Passage provided –

Global industrial activity plummeted after lockdowns forced wide swathes of companies to temporarily shut down, hitting demand for metals such as aluminum, zinc and nickel.
While overall stocks of metals have increased in warehouses that release data, the total amount of surpluses are much higher, especially in aluminum, analysts say.
Aluminum inventories have already climbed and are forecast to surge by 5 million tonnes by the end of this year to 16 million, according to Eoin Dinsmore at consultancy CRU, but only a fraction of them will show up in warehouses registered with exchanges such as the London Metal Exchange.
Most of the build up is in Asia, where investors arrange lucrative financing deals to store the metal, widely used in transport and construction.
“Aluminum is a classic case, you can’t trust the inventory data, it’s just the tip of the iceberg in terms of what’s really going on,” said analyst Oliver Nugent at Citi in London.
“We think we saw a fair bit of involuntary stocking along the supply chain and this would have been in forms that would not be LME deliverable.”

Exercise instructions –
a – Extract the words of the passage on metal stockpiles from "While overall stocks" up to and including "aluminum, analysts say.".
b – Extend the passage on metal stockpiles by writing what follows its final sentence.

Data shown –
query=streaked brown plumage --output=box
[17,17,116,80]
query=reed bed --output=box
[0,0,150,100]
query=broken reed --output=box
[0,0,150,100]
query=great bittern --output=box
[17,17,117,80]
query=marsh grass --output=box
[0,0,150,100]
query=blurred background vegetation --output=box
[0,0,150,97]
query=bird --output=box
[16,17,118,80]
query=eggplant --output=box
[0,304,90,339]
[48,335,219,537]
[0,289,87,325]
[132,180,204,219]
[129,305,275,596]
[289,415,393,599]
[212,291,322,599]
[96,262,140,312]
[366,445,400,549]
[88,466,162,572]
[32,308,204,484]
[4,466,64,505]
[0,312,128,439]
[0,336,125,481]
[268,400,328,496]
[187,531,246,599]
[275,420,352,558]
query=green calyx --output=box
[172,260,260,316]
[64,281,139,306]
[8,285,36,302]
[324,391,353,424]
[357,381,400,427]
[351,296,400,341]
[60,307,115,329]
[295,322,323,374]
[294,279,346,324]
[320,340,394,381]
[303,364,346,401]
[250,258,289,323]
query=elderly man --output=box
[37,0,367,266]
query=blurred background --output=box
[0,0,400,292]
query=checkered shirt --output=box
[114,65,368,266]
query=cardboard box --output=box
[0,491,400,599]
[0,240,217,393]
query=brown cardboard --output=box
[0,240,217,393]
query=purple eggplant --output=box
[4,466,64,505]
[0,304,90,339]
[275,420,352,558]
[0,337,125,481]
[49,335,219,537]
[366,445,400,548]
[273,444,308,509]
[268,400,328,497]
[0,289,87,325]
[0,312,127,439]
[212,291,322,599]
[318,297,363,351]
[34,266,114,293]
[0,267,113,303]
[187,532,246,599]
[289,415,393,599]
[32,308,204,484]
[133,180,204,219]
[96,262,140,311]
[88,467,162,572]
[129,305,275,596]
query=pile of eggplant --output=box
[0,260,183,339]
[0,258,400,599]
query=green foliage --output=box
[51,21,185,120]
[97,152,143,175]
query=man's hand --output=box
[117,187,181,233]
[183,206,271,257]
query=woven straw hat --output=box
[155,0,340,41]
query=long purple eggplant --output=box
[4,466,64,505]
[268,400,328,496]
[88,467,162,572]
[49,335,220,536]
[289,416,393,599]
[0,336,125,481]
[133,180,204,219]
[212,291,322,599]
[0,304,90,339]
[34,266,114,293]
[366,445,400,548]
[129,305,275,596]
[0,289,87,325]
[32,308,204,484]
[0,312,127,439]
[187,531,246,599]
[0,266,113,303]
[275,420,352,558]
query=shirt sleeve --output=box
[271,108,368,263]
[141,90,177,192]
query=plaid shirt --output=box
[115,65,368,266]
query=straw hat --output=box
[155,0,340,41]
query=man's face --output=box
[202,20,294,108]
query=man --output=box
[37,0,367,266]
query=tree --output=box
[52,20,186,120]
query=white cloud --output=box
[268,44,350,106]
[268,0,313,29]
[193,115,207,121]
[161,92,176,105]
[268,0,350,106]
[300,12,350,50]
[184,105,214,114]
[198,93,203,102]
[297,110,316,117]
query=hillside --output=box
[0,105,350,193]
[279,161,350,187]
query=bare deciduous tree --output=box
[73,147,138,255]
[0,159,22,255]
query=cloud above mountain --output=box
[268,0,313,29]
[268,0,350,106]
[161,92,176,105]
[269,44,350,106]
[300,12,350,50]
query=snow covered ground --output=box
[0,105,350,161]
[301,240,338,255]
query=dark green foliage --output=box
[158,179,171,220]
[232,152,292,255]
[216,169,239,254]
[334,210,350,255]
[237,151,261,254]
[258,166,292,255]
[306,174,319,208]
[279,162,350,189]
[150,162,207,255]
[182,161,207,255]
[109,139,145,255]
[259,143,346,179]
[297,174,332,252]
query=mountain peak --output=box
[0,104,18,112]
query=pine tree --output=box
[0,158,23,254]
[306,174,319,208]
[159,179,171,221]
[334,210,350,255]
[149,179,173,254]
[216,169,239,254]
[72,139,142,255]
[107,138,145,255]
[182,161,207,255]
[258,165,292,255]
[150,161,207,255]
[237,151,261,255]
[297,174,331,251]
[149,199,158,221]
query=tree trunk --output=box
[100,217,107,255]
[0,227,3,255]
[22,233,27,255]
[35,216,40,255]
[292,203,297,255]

The results –
a –
While overall stocks of metals have increased in warehouses that release data, the total amount of surpluses are much higher, especially in aluminum, analysts say.

b –
Benchmark aluminum is the worst performing metal so far this year on the LME, down 15%.
For zinc, mainly used for galvanizing steel, stocks have been piling up at smelters, said Colin Hamilton at BMO Capital. “I wouldn’t be surprised if producers were holding a month’s more of inventory than they were at this time last year.”
Total unreported zinc stocks are due to climb by 44% to 890,000 tonnes by the end of June, according to Helen O’Cleary at CRU.
Hidden zinc stocks overwhelm those in exchange warehouses, currently at 208,795 tonnes.
In nickel, the biggest growth in unreported stocks has been in alloys – ferronickel and nickel pig iron – used to make stainless steel.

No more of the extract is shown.